- **Document section**
---------------

Sunday, February 8, 2009

A Postal Savings Bank Solution?

Michael Perelman has suggested that banks may serve a public utility function and should be nationalized. I assume he means the functions of holding people's money as deposits and using it for some sort of basic investing, without getting into fees for packaging mortgages or other more exotic financial activities. I suggested in a comment on his post that a model of this might be the old postal savings banks of much of Europe and Japan, the latter being the largest in the world. I do think something along their lines, however owned, might offer an alternative, simple banks that do simple things.

As it is the current trend is for those old banks to be privatized in some form. This happened finally in Japan in October, 2007, to the Japan Post, which does more than serve as a bank. In today's NY Times is a story that there is a move by Post A.G., Deutsche Bank, and Swiss Reinsurance to take over the still nationally owned Post Bank A.G of Germany, their postal savings bank. See http://query.nytimes.com/gst/fullpage.html?res=9E02E7D91439F930A35753C1A063958260.

McCain on the Fiscal Stimulus

The GOP 2008 nominee for the Presidency appeared on Face The Nation and made some incredibly stupid remarks:

I think it’s a massive -- it’s much larger than any measure that was taken during the Great Depression ... I know America needs a stimulus. We need tax cuts. We need to spend money on infrastructure and on other programs that will immediately put people to work. But this is not it ... we got 44 votes, on a trigger, on a trigger that said that, once we have GDP growth for two quarters -- in other words, the economy recovers -- that we will stop the spending and we’ll put America on a path to a balanced budget.


Let’s take these in reverse order. Let’s suppose that by the time the recession bottoms out, the GDP gap is 8 percent or more. Even after a couple of quarters of modest growth, the GDP gap will still likely be massive but McCain would have us shift towards fiscal restraint?

---------------

- **Raw data**
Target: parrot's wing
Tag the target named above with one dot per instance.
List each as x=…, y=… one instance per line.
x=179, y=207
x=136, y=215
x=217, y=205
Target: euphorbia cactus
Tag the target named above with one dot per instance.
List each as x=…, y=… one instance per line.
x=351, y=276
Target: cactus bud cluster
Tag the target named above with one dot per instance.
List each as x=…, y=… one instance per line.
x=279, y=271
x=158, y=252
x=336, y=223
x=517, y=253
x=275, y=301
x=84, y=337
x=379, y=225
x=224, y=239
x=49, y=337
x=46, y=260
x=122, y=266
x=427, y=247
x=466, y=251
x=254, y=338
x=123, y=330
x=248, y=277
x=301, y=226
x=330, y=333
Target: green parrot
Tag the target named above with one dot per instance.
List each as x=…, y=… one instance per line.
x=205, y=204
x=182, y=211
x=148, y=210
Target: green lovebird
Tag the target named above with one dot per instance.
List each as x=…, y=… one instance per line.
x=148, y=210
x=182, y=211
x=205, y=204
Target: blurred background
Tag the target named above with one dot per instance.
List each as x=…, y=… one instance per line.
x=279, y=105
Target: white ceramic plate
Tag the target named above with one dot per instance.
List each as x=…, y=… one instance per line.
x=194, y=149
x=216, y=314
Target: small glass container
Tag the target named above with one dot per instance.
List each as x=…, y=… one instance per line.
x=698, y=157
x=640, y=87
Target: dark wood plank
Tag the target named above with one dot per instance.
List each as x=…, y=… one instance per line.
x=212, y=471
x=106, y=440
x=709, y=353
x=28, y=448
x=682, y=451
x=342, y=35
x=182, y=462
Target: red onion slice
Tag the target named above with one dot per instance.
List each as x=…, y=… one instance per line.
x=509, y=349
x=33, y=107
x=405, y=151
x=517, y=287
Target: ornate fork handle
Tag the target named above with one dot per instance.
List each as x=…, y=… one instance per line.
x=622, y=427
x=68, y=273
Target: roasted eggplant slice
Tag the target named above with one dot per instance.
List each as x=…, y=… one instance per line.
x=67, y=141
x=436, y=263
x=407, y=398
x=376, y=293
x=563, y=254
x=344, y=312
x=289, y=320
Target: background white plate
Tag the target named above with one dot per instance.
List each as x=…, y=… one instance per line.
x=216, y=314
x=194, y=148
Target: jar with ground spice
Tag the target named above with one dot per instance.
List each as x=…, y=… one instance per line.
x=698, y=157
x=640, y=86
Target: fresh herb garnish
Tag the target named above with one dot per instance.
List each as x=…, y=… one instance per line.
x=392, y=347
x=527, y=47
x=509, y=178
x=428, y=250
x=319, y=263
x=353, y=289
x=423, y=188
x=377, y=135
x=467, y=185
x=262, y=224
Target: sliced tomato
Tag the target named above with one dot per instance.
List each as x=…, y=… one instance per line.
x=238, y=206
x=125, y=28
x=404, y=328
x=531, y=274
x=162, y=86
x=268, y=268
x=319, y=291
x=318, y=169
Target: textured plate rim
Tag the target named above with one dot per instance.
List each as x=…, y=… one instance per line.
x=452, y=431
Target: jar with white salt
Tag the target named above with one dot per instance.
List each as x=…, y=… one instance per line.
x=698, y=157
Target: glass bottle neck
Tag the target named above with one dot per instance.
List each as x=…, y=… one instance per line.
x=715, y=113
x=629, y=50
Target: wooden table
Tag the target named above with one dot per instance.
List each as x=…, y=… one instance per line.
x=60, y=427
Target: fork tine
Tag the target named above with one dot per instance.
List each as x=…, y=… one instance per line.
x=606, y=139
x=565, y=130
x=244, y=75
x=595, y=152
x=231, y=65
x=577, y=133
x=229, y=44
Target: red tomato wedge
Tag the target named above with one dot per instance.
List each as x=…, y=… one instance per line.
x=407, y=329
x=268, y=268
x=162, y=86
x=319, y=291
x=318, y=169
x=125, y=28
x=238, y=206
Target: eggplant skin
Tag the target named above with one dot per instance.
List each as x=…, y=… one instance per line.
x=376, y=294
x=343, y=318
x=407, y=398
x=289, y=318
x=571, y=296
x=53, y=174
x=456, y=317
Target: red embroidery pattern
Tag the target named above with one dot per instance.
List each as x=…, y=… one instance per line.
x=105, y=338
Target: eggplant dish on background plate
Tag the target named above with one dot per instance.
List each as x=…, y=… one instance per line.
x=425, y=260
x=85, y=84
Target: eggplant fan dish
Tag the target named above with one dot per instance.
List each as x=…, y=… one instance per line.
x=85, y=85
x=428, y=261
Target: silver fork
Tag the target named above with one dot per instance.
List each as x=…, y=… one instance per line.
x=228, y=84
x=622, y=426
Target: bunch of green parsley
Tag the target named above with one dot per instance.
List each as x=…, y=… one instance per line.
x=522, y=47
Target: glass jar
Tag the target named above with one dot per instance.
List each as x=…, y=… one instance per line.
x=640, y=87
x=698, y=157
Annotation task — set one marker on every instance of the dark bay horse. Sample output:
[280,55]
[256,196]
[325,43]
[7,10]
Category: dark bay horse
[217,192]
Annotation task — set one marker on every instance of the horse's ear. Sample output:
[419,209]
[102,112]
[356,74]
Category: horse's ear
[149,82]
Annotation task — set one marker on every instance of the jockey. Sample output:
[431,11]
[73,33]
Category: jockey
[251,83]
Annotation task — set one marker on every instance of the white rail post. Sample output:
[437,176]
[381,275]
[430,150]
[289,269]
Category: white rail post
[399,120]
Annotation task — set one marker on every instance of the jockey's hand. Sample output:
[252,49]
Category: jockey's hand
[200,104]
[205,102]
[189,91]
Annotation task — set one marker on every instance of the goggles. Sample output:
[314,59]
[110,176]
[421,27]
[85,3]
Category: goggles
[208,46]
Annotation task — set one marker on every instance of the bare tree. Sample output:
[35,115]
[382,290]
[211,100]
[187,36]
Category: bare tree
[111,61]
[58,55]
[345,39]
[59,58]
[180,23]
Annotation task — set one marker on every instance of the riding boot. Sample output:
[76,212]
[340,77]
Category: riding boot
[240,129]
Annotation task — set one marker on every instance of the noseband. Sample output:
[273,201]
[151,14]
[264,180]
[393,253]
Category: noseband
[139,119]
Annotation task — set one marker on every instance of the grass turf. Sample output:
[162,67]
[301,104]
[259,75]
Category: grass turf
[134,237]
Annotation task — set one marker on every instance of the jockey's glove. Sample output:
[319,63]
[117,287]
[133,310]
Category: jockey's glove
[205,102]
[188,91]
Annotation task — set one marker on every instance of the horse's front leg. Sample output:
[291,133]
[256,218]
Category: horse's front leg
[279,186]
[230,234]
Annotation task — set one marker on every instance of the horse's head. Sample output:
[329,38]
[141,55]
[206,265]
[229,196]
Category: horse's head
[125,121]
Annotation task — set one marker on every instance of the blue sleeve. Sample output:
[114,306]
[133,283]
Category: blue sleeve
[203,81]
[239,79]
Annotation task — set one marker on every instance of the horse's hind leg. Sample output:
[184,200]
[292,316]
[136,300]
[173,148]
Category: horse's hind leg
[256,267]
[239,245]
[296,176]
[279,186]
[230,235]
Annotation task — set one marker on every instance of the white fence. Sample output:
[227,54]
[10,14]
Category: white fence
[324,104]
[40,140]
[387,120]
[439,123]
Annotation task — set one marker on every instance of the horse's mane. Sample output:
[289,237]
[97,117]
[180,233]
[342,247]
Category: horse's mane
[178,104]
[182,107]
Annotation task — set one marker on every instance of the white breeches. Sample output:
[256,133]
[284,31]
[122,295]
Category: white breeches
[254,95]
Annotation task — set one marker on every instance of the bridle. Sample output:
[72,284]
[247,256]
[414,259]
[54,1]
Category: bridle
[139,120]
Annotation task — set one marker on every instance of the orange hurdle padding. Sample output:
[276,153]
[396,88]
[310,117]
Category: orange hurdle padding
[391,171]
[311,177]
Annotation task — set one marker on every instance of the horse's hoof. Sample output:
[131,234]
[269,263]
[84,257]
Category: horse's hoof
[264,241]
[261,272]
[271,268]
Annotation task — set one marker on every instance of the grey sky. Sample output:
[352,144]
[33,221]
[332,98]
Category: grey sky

---------------

- **What this exercise asks**
1. In the blog post, when was the Japan Post finally privatized?
2. According to the blog post, what is wrong with McCain's trigger to stop stimulus spending after two quarters of GDP growth?
3. Copy out everything in the blog post from "Let’s take these" down to "towards fiscal restraint?".

- **Expected responses**
1. October 2007.

2. If the GDP gap is 8 percent or more when the recession bottoms out, it will likely still be massive even after a couple of quarters of modest growth. McCain's trigger would shift toward fiscal restraint while that gap remained.

3.
Let’s take these in reverse order. Let’s suppose that by the time the recession bottoms out, the GDP gap is 8 percent or more. Even after a couple of quarters of modest growth, the GDP gap will still likely be massive but McCain would have us shift towards fiscal restraint?